Segmentation dataset items
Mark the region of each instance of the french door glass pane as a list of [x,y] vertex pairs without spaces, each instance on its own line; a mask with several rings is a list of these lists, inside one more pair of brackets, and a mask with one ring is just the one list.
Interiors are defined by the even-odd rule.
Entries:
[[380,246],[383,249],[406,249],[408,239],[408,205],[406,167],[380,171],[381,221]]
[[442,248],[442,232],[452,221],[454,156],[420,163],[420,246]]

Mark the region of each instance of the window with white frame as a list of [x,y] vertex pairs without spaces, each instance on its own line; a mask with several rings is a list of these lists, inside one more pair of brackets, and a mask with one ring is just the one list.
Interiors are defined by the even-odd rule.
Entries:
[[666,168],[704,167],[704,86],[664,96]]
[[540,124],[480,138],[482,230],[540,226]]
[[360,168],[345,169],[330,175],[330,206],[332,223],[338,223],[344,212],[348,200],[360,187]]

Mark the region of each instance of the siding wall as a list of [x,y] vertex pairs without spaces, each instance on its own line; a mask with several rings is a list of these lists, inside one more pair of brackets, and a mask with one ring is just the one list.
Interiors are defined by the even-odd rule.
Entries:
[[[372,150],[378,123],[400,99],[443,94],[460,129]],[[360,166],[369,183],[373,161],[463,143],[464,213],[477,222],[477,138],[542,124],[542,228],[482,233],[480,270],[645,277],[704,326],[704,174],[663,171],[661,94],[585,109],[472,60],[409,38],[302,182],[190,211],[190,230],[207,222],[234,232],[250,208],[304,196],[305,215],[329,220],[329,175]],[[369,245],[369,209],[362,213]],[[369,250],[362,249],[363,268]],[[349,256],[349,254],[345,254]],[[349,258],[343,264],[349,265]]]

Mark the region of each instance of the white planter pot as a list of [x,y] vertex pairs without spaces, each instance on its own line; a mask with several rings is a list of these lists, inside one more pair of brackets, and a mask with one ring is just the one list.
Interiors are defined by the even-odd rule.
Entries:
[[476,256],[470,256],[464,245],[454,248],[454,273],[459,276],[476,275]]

| Directions for this task |
Please copy the items starting at the line that contains "Mark the region of each instance of the white" and ending at the end of the items, switching "planter pot" to "flower pot" and keeping everything else the same.

| Solution to the problem |
Mark the region of each instance of the white flower pot as a list of [x,y] vertex pairs without spaces, each instance on its own line; a mask with several rings is a list of these lists, inside one more pair of brackets, and a mask with one ring is just the one list.
Interiors are defined by the even-odd rule.
Entries:
[[476,256],[470,256],[464,245],[454,248],[454,273],[459,276],[476,275]]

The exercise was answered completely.